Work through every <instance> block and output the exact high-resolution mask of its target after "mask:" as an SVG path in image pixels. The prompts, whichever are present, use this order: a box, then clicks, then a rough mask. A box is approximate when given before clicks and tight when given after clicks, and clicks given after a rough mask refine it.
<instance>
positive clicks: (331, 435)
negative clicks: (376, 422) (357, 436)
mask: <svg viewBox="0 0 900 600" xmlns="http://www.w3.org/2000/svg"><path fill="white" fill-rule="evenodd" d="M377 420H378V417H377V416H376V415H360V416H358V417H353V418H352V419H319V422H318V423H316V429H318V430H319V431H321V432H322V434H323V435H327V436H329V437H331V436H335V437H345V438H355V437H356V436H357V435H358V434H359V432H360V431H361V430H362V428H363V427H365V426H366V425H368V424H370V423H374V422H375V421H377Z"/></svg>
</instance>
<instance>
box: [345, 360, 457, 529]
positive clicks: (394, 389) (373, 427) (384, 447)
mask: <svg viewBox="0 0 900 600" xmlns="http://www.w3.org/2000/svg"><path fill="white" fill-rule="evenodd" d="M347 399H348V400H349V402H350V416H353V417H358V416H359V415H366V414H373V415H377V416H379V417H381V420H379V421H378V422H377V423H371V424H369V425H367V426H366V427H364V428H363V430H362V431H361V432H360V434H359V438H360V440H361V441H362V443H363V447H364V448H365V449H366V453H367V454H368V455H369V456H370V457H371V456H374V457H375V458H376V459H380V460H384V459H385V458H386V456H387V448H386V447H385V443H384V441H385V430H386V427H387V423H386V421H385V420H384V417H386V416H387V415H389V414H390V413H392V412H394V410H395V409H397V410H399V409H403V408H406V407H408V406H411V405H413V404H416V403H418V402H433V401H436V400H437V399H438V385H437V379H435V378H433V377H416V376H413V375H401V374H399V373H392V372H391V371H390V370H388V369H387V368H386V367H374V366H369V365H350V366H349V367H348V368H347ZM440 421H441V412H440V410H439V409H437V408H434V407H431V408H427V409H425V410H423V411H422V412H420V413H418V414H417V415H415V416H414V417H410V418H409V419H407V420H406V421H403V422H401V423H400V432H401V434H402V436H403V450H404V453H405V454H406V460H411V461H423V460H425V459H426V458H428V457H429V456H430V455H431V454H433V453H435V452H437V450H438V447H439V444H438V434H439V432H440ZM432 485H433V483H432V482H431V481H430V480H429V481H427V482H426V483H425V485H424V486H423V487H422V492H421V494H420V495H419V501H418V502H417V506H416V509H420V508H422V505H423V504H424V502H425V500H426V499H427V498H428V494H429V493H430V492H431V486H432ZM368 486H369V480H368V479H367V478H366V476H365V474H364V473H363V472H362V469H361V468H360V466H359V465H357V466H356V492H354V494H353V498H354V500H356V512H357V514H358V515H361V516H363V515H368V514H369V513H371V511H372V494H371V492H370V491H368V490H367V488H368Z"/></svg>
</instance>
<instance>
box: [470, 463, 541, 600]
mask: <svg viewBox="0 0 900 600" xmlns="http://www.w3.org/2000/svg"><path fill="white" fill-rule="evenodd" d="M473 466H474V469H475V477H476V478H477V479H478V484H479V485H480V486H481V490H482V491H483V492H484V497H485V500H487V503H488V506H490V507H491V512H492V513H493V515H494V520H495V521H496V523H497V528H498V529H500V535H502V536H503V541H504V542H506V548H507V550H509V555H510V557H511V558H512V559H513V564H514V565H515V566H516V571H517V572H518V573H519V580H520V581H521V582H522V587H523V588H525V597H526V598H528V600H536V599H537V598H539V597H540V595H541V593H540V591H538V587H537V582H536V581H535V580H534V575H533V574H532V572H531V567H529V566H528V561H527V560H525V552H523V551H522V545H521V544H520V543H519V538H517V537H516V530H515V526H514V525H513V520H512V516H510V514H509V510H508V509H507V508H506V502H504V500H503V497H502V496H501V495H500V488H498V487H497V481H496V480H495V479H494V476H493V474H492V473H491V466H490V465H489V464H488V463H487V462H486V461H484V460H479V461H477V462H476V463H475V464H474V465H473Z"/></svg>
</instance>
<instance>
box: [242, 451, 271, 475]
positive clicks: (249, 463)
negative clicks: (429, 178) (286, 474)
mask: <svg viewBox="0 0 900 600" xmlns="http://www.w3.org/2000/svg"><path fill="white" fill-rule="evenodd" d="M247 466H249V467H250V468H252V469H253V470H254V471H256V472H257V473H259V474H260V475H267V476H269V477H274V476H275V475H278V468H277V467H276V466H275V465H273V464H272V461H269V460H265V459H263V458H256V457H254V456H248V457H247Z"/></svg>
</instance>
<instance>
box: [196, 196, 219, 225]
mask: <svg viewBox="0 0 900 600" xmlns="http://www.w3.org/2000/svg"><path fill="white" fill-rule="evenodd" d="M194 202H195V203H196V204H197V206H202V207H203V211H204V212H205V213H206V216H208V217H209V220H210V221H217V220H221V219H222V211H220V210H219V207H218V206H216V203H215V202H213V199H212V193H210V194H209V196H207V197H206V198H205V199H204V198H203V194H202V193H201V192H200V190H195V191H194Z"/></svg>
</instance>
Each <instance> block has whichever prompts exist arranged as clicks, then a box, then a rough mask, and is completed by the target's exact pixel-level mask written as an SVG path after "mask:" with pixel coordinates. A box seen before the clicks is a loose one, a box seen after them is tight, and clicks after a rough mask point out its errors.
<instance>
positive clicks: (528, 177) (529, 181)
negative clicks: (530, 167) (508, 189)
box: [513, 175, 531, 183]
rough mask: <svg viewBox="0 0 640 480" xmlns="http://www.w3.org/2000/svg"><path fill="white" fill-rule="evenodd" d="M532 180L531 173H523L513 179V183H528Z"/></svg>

**REQUIRED WORK**
Search the material for the string "then" and show every line that has it.

**ANSWER BELOW**
Work through every <instance> block and output the exact high-resolution mask of its target after "mask:" as an SVG path in image pixels. The prompts, whichever are present, use this order: a box, then clicks, then a rough mask. A box is approximate when given before clicks and tight when given after clicks, and clicks given after a rough mask refine it.
Each <instance> block has whichever prompts exist arranged as clicks, then a box, then a rough mask, and is completed by the target's exact pixel-level mask written as an SVG path after "mask:" with pixel coordinates. A box seen before the clicks is a loose one, a box seen after them is tight, and clicks after a rough mask point out its errors.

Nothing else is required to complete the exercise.